[Recorded information]
######
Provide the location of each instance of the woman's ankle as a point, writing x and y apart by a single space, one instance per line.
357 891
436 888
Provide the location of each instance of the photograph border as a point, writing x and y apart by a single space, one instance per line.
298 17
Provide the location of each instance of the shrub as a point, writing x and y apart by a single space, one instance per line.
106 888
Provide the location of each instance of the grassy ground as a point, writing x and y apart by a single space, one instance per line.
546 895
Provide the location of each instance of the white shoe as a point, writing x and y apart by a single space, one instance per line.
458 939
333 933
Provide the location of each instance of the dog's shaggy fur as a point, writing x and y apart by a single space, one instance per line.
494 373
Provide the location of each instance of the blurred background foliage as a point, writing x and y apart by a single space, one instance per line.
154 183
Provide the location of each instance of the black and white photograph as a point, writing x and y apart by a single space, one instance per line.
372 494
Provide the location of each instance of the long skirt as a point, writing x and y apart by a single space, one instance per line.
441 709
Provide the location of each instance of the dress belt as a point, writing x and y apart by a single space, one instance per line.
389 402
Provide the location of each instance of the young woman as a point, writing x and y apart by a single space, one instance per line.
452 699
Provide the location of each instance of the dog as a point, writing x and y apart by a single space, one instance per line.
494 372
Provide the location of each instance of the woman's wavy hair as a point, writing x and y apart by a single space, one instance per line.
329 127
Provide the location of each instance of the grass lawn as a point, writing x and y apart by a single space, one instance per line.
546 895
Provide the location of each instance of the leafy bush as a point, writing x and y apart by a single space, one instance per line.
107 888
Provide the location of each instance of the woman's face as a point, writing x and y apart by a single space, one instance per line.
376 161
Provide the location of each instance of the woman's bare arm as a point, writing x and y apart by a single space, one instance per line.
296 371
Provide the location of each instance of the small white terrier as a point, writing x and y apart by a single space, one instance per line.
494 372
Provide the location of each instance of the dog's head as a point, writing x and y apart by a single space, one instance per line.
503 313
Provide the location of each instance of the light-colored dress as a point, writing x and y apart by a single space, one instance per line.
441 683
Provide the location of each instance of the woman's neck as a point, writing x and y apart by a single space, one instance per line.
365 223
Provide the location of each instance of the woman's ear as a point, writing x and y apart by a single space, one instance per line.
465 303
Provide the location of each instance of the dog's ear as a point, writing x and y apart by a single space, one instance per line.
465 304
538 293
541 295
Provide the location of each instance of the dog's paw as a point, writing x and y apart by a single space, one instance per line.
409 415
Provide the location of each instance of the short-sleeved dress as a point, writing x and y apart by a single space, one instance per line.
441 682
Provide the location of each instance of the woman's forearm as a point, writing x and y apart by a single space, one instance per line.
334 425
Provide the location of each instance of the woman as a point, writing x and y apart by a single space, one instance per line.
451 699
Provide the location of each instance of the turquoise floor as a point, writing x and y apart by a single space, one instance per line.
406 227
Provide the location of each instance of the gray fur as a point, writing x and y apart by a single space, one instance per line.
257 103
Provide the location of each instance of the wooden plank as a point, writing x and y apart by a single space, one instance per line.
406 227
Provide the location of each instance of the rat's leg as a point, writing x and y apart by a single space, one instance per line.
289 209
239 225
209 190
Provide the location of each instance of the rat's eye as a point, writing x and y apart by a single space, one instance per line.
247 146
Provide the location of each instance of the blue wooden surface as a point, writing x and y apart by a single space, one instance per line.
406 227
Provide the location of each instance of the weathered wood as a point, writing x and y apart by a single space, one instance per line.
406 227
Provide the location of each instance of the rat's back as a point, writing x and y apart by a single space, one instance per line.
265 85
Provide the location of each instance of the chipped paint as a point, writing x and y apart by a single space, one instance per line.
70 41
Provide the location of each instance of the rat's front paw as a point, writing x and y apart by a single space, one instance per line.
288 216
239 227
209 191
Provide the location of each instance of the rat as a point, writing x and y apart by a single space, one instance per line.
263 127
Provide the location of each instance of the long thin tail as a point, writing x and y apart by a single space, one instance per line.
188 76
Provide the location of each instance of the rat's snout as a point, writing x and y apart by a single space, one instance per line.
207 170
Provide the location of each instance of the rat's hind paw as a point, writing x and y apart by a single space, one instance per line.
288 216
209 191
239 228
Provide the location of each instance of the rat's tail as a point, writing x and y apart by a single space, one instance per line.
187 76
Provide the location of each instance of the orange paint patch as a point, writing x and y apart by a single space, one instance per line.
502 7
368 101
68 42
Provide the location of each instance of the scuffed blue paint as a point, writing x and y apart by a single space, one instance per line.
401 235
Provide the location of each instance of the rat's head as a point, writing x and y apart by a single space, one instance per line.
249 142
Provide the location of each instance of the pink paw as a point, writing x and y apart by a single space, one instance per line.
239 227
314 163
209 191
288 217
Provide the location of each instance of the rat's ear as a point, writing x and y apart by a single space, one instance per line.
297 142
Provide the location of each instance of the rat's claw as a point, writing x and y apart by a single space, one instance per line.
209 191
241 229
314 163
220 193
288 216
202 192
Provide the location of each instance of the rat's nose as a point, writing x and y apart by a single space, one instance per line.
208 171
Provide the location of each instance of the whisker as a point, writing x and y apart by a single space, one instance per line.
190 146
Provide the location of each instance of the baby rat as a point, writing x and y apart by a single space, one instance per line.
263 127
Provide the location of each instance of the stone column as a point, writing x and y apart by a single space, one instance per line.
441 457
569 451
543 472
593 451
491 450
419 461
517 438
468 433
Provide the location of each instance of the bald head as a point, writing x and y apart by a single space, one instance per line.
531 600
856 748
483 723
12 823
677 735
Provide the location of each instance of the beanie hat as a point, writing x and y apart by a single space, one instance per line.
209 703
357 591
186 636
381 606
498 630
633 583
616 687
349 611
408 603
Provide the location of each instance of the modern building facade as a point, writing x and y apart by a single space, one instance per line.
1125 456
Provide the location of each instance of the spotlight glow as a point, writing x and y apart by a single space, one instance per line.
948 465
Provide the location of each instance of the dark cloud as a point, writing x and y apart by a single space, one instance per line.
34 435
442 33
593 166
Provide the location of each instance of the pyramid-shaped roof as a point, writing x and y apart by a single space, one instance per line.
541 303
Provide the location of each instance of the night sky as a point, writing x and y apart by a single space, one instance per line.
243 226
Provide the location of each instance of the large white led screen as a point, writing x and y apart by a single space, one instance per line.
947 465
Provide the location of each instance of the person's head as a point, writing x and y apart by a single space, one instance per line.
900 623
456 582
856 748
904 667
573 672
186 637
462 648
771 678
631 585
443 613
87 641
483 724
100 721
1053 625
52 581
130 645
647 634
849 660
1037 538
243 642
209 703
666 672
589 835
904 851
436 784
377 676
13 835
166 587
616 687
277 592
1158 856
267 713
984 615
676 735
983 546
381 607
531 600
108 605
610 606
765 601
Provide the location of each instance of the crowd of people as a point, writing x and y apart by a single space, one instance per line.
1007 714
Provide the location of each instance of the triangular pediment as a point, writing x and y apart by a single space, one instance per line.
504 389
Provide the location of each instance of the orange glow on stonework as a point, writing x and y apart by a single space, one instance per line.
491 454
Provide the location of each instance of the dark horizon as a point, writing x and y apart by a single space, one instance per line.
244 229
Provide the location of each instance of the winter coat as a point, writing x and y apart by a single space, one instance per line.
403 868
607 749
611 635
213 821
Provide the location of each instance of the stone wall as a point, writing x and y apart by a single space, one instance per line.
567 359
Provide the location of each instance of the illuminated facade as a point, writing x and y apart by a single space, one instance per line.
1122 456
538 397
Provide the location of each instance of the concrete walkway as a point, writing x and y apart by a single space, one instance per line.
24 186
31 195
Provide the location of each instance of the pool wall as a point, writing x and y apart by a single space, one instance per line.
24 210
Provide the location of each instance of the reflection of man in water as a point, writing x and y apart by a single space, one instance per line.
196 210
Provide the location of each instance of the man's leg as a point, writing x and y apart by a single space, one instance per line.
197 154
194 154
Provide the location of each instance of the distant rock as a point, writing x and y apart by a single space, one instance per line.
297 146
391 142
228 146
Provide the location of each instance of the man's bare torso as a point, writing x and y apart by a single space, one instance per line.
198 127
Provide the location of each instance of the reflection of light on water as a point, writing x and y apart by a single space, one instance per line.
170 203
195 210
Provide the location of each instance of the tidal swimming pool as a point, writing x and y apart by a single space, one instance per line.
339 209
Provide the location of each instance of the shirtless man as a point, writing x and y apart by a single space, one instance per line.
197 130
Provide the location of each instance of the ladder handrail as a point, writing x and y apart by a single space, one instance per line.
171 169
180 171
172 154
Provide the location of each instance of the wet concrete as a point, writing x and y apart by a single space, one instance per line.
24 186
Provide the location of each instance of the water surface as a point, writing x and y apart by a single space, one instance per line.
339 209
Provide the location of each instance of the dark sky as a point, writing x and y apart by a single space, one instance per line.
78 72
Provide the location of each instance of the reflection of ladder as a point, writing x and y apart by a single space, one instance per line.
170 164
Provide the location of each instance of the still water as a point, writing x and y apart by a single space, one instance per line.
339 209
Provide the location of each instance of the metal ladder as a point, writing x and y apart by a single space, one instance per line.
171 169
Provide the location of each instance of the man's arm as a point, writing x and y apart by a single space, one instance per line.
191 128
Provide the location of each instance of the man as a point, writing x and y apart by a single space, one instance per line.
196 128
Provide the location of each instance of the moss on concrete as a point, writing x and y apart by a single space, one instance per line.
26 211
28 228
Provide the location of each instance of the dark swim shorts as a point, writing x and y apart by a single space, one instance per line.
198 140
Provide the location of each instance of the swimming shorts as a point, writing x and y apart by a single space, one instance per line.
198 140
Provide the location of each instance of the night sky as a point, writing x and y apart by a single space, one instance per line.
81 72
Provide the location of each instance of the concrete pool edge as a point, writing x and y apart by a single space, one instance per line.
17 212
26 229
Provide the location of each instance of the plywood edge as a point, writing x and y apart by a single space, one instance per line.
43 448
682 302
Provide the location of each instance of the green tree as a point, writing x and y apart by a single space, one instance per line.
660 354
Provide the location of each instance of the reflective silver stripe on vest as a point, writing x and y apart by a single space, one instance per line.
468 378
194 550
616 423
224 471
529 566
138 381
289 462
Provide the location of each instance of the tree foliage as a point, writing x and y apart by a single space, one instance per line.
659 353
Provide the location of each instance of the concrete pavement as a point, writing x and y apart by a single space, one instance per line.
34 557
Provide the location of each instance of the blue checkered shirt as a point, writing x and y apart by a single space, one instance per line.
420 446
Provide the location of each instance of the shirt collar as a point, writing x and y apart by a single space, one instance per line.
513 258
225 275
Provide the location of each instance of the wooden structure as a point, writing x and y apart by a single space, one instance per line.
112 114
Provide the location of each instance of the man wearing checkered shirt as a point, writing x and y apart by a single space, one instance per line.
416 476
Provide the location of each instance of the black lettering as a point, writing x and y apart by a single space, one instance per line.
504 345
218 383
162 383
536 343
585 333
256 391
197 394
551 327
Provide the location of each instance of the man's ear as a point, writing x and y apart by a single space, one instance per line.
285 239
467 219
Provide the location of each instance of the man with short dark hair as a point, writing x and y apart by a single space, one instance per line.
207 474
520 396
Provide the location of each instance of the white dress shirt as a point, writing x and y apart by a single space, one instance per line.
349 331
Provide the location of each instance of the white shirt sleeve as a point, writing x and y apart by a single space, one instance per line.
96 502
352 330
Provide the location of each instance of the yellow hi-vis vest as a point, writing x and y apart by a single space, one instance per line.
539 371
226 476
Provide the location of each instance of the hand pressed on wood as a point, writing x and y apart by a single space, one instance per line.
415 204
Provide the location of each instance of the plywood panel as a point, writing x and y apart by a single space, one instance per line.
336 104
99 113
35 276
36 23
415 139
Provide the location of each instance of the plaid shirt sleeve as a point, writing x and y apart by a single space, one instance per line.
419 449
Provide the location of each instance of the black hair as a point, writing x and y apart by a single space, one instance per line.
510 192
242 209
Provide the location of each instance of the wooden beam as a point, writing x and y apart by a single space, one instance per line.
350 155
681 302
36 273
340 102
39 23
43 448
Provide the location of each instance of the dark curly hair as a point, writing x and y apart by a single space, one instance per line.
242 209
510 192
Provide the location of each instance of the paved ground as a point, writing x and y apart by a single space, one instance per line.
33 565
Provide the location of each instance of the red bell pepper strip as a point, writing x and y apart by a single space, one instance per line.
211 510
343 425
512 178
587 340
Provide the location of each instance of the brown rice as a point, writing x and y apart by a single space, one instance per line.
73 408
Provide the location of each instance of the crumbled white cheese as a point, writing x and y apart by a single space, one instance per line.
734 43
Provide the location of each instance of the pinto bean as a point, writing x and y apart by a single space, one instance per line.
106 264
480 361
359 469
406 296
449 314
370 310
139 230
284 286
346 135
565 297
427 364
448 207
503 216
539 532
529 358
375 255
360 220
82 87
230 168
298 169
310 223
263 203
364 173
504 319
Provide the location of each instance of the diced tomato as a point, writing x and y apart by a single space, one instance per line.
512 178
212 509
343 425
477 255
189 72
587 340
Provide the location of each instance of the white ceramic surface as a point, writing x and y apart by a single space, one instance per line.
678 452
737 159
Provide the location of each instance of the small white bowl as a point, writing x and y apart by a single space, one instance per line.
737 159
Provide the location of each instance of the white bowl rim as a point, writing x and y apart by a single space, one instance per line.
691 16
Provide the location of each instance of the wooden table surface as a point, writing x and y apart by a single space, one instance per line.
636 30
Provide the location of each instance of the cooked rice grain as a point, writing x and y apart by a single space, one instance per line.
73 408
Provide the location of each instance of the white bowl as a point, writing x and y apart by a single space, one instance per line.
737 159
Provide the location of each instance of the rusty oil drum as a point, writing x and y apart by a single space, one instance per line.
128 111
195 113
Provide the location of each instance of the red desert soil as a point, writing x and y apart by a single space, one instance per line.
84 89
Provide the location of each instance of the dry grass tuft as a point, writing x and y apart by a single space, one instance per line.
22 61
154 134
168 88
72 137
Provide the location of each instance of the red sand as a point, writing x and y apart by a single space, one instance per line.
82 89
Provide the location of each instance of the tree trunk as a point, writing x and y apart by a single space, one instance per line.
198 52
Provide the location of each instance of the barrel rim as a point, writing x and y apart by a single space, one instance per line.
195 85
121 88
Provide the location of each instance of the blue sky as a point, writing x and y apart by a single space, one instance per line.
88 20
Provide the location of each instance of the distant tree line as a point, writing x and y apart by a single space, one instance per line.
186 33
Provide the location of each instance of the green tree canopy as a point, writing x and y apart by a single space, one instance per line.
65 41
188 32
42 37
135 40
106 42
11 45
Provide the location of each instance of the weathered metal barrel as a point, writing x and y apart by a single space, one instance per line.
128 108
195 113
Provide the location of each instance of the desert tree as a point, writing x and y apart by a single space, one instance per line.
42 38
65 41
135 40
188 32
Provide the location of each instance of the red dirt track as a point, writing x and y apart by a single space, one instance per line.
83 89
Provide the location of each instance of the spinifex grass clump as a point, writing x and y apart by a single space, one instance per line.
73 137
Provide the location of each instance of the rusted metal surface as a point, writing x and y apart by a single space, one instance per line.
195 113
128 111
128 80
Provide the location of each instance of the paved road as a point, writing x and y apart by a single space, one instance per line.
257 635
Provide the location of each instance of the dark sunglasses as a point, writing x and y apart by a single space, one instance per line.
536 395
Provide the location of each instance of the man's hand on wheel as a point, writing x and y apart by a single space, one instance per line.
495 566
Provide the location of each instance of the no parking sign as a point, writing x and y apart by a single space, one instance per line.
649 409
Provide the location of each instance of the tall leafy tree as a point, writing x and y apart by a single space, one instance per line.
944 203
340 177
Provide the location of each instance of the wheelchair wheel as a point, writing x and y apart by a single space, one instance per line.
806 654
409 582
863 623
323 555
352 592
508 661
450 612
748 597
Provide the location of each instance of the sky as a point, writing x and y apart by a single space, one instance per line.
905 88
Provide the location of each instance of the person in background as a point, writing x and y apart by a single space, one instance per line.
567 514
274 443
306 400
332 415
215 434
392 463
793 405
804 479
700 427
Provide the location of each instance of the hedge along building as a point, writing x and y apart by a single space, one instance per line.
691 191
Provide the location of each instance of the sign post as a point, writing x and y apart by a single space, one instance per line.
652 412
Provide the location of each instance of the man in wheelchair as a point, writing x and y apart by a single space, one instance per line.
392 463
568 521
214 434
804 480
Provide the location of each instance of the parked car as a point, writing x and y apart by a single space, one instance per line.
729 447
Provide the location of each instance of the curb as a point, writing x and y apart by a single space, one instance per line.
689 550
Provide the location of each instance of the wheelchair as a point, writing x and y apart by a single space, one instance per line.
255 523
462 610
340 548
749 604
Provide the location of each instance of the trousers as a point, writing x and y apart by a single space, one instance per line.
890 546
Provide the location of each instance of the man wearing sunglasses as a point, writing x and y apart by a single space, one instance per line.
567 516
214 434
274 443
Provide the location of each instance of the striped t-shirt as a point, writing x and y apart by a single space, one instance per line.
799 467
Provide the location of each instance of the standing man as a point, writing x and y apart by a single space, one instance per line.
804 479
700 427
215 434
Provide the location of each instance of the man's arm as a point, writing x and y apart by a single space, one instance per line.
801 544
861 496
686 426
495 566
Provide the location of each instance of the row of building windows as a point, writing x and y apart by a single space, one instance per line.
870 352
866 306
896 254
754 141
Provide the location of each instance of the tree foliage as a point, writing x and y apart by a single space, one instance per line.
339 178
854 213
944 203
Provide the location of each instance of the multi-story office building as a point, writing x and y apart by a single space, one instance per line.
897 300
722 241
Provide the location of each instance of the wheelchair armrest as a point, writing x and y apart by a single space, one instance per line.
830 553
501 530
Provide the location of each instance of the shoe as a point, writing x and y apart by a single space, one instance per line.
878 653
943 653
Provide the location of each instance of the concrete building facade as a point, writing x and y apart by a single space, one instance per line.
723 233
######
[Short task] Write out exactly the lines starting with the one that holds "Provide the location of each instance of the striped" and running through the last line above.

[Output for this exercise]
Provide the location of each instance of the striped t-shirt as a point, writing x and y apart by a single space, one instance per line.
799 467
Provide the location of each instance of the standing man as a point, writing x and y apart by a single space, one instance per line.
804 479
700 427
215 434
Provide the location of each instance of the man's arm as a point, writing x and y apart by a single space, one instance per line.
801 544
861 496
686 426
495 566
Provide the location of each instance of the row of building windows as a point, writing x and y apart by a single space, one instance per line.
870 352
866 306
896 254
754 141
Provide the location of each instance of the tree foliage as a point, writing x and y apart by a single space, one instance per line.
339 178
854 213
944 203
Provide the location of each instance of the multi-story office building as a point, writing x and y apart by a single space, one instance per line.
897 300
722 241
Provide the location of each instance of the wheelchair armrest as a point, writing x and y apart by a single space, one instance per line.
830 553
501 530
Provide the location of each instance of the shoe as a point, writing x and y apart by a single space, one instance per line.
878 653
943 653
Provide the location of each instance of the concrete building facade as a point, writing x and y apart by a single space, one instance per line.
723 233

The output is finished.